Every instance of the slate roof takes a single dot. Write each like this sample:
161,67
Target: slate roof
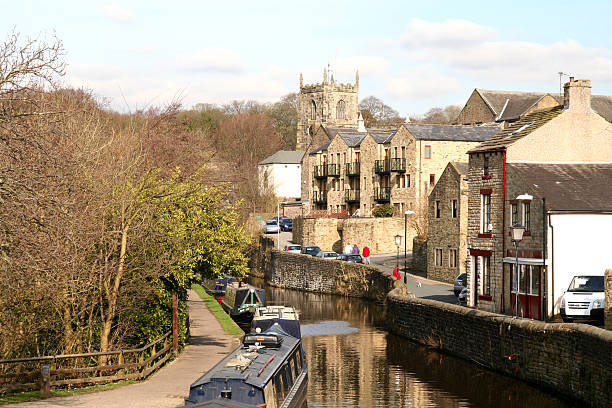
285,157
455,133
568,187
518,130
519,102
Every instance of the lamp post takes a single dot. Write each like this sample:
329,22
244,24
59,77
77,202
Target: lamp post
517,236
406,214
398,241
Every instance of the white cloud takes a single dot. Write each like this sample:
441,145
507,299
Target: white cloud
422,82
118,13
212,60
472,50
448,34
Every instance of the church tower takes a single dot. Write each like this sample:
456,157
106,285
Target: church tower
328,103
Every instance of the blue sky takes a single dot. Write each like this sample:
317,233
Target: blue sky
413,55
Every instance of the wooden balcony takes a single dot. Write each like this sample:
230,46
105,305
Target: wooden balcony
320,171
319,197
382,167
352,169
398,165
382,195
333,170
351,196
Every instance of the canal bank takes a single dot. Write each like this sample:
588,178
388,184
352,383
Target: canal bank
572,360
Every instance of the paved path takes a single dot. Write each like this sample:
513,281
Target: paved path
169,386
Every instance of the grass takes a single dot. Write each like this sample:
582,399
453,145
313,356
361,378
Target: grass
229,326
36,395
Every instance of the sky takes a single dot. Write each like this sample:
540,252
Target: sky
412,55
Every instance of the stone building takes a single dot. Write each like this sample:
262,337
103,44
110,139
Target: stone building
550,172
447,225
505,107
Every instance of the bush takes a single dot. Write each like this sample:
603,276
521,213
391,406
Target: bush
383,211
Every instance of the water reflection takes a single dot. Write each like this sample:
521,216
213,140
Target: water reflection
372,368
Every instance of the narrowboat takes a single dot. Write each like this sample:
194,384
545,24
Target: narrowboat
267,370
217,287
241,300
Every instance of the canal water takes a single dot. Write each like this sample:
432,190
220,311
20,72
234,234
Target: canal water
354,362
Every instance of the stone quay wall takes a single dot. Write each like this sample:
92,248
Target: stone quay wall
572,359
608,300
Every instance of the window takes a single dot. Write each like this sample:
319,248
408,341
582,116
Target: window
340,110
452,258
526,216
485,213
438,257
486,275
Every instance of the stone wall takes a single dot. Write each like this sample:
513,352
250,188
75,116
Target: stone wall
308,273
572,359
608,301
332,234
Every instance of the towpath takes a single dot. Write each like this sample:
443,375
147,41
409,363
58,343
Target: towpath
170,385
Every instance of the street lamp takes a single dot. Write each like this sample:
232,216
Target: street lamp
517,236
398,241
406,214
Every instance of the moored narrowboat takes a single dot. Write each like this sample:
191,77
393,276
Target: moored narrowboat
241,300
268,370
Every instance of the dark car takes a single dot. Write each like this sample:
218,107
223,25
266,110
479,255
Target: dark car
356,258
286,224
312,250
460,283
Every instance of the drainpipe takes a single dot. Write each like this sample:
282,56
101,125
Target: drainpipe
503,297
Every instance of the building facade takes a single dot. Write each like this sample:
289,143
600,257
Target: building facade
498,198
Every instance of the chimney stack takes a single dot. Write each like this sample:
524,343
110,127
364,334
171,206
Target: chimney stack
577,95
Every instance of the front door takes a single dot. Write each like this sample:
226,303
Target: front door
526,291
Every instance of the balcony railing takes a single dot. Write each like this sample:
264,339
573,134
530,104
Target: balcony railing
382,195
319,197
382,167
320,171
351,196
398,165
352,169
333,170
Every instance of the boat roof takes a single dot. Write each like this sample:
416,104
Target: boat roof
243,364
276,312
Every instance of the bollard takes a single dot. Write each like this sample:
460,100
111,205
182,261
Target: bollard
45,380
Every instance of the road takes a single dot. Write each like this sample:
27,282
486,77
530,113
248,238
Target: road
416,282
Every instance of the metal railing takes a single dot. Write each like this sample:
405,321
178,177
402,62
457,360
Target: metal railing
351,196
27,374
352,169
382,195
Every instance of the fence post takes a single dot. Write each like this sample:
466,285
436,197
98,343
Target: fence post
45,380
175,324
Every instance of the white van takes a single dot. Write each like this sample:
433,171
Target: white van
584,299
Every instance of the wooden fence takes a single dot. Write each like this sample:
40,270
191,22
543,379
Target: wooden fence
27,374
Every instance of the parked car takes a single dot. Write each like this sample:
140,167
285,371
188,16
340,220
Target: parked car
462,298
460,283
584,299
286,224
293,248
350,258
271,227
327,254
312,250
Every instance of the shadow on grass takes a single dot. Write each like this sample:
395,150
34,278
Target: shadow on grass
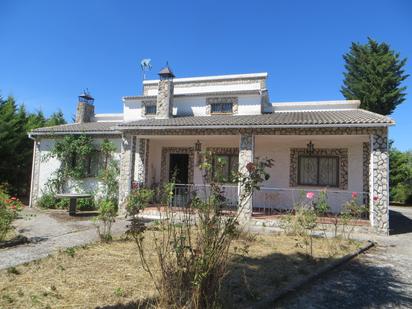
142,304
252,281
399,223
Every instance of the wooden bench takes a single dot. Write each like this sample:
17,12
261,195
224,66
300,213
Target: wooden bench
73,200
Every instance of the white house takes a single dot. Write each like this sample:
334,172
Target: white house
314,145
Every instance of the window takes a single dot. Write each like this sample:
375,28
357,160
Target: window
221,108
150,109
224,166
318,171
92,164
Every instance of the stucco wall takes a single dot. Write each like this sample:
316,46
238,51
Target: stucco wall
49,165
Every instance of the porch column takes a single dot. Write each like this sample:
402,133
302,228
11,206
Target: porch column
379,181
140,162
246,155
126,171
35,171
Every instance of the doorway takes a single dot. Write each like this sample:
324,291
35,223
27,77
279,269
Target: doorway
178,168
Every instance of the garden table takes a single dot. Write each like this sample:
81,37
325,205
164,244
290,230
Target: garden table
73,200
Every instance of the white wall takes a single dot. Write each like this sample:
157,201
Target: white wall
49,165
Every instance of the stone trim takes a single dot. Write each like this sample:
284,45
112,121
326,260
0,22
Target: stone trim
164,165
233,100
342,153
264,131
246,155
126,170
147,103
379,191
366,164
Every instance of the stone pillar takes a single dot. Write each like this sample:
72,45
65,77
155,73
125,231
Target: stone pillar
34,185
379,181
140,163
164,106
246,155
126,171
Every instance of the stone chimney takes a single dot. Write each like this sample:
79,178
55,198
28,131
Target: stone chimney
164,107
85,108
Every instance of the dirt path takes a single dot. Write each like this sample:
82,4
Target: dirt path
50,232
381,278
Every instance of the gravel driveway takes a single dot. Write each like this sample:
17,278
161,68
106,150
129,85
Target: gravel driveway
380,278
49,232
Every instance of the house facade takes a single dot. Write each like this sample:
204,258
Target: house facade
316,146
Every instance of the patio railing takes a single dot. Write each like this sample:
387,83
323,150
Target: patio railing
267,200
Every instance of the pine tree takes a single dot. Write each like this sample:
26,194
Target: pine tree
374,74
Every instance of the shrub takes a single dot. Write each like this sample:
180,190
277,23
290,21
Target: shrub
86,204
105,219
9,209
192,247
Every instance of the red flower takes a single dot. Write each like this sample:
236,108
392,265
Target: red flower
310,195
250,167
354,194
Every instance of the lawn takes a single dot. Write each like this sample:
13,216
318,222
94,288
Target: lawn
104,274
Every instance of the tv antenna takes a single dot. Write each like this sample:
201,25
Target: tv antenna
146,66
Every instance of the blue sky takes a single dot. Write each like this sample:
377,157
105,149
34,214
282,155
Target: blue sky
51,50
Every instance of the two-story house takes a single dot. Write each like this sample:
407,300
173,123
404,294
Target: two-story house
162,133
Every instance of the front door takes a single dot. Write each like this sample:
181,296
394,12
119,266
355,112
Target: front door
178,168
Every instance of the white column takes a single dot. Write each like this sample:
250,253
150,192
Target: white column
246,155
126,171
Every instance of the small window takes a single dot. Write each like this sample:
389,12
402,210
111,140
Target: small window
93,164
150,109
318,171
221,108
224,167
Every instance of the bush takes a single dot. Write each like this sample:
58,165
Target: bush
86,204
9,209
105,219
50,201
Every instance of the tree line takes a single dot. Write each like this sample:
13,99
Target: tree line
16,149
373,74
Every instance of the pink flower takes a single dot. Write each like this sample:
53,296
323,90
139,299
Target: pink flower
310,195
354,194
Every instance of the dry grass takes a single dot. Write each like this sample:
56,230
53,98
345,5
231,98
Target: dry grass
108,274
++++++
§ **REQUIRED WORK**:
Rewrite the data from the line containing "Every instance of the tree" through the end of the data, changing "pink flower" to "pink blossom" and leaving everything else unaltered.

§ **TASK ANSWER**:
Every instance of the tree line takes a single dot. Write each like this sample:
13,99
Target: tree line
16,149
373,74
Every instance of the pink blossom takes a single dot. Write each like this sample:
53,296
323,90
139,299
Target: pink blossom
310,195
354,194
Every instance of the dry grass takes a single dot. Write each like this sample:
56,230
53,98
345,5
231,98
Target: dry grass
108,274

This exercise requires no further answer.